Texto para analizar:
◇ ◇ ◇ ◇ ◇ ◇ ◇

Pero, antes de que hagamos cualquier cosa, nuestra vida está marcada por la misericordia que se ha fijado sobre nosotros. Hemos sido salvados gratuitamente. La salvación es gratis. Es el gesto gratuito de misericordia de Dios con nosotros. Sacramentalmente esto se hace el día de nuestro Bautismo; pero también aquellos que no están bautizados reciben la misericordia de Dios siempre, porque Dios está allí, espera, espera que se abran las puertas de los corazones. Se acerca, me permito decir, nos acaricia con su misericordia.
La Virgen, a la que ahora rezamos, nos ayude a custodiar nuestra identidad, es decir la identidad de ser “misericordiados”, que está en la base de la fe y de la vida.
Después del Ángelus
Queridos hermanos y hermanas:
Dirijo un afectuoso saludo al pueblo de Estados Unidos de América, sacudido por el reciente asedio al Congreso. Rezo por aquellos que han perdido la vida — cinco—, la han perdido en esos dramáticos momentos. Reitero que la violencia es autodestructiva siempre. No se gana nada con la violencia y se pierde mucho. Exhorto a las Autoridades del Estado y a toda la población a mantener un alto sentido de responsabilidad, con el fin de calmar los ánimos, promover la reconciliación nacional y tutelar los valores democráticos arraigados en la sociedad americana. La Virgen Inmaculada, Patrona de los Estados Unidos de América, ayude a mantener viva la cultura del encuentro, la cultura del cuidado, como vía maestra para construir juntos el bien común; y lo haga con todos aquellos que habitan en esa tierra.

◇ ◇ ◇ ◇ ◇ ◇ ◇

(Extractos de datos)
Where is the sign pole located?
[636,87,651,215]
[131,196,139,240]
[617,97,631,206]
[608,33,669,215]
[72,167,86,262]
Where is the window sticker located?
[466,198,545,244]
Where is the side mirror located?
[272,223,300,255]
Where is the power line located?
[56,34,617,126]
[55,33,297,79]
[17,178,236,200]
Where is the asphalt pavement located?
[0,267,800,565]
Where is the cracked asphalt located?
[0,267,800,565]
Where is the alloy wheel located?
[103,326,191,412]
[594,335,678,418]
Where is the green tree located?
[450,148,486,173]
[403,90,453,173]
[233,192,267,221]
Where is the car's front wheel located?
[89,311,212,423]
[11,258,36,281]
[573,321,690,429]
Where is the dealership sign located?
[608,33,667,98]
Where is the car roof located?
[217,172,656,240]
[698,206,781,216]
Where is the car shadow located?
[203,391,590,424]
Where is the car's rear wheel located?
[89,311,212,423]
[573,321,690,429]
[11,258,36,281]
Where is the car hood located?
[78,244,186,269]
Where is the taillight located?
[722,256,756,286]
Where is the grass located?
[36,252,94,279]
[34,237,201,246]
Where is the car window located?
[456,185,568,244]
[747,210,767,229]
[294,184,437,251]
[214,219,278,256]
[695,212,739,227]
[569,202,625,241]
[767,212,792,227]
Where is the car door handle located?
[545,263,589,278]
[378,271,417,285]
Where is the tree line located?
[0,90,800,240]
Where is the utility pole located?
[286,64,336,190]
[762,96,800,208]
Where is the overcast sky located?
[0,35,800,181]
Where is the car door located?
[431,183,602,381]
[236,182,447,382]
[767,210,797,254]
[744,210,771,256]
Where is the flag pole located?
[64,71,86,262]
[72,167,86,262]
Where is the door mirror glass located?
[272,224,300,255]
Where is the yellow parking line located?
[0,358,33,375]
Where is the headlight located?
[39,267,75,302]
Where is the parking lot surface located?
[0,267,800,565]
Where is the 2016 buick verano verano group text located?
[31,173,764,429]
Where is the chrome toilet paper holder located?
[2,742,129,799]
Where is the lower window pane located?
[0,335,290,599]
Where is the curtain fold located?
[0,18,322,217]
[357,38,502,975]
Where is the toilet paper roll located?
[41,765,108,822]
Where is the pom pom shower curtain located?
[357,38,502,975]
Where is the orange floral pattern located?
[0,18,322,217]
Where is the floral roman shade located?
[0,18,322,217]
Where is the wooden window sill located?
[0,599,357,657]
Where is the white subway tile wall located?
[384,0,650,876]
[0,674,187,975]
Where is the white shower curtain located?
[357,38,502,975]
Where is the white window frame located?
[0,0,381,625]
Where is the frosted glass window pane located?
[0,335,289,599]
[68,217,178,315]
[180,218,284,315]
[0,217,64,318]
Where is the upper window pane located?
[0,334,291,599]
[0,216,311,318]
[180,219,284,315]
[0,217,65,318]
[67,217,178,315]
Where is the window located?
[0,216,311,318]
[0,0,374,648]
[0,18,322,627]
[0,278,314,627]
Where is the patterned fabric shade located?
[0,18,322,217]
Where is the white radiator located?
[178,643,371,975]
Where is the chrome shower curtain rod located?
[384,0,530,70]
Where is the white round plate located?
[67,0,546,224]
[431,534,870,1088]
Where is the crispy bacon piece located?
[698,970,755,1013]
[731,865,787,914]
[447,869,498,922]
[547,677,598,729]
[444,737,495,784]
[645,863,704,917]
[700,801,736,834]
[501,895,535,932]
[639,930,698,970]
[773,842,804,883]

◇ ◇ ◇ ◇ ◇ ◇ ◇

Tu tarea:
Alarga el texto sobre la misericordia de Dios empezando justo después de su última frase.

Respuesta:
Y ahora os saludo de corazón a todos vosotros, que estáis conectados a través de los medios de comunicación. Como sabéis, a causa de la pandemia, hoy no he podido celebrar los Bautismos en la Capilla Sixtina, como es habitual. Aún así, deseo igualmente asegurar mi oración por los niños que estaban inscritos y por sus padres, padrinos y madrinas; y la extiendo a todos los niños que en este periodo reciben el Bautismo, reciben la identidad cristiana, reciben la gracia del perdón, de la redención. ¡Dios bendiga a todos!
Y mañana, queridos hermanos y hermanas, concluido el Tiempo de Navidad, retomaremos con la liturgia el camino del Tiempo Ordinario. No nos cansemos de invocar la luz y la fuerza del Espíritu Santo, para que nos ayude a vivir con amor las cosas ordinarias y así hacerlas extraordinarias. Es el amor que cambia: las cosas ordinarias parecen seguir siendo ordinarias, pero cuando se hacen con amor se vuelven extraordinarias. Si permanecemos abiertos, dóciles, al Espíritu, Él inspira nuestros pensamientos y nuestras acciones de cada día.
Os deseo a todos vosotros feliz domingo. Por favor, no os olvidéis de rezar por mí. ¡Buen almuerzo y hasta pronto!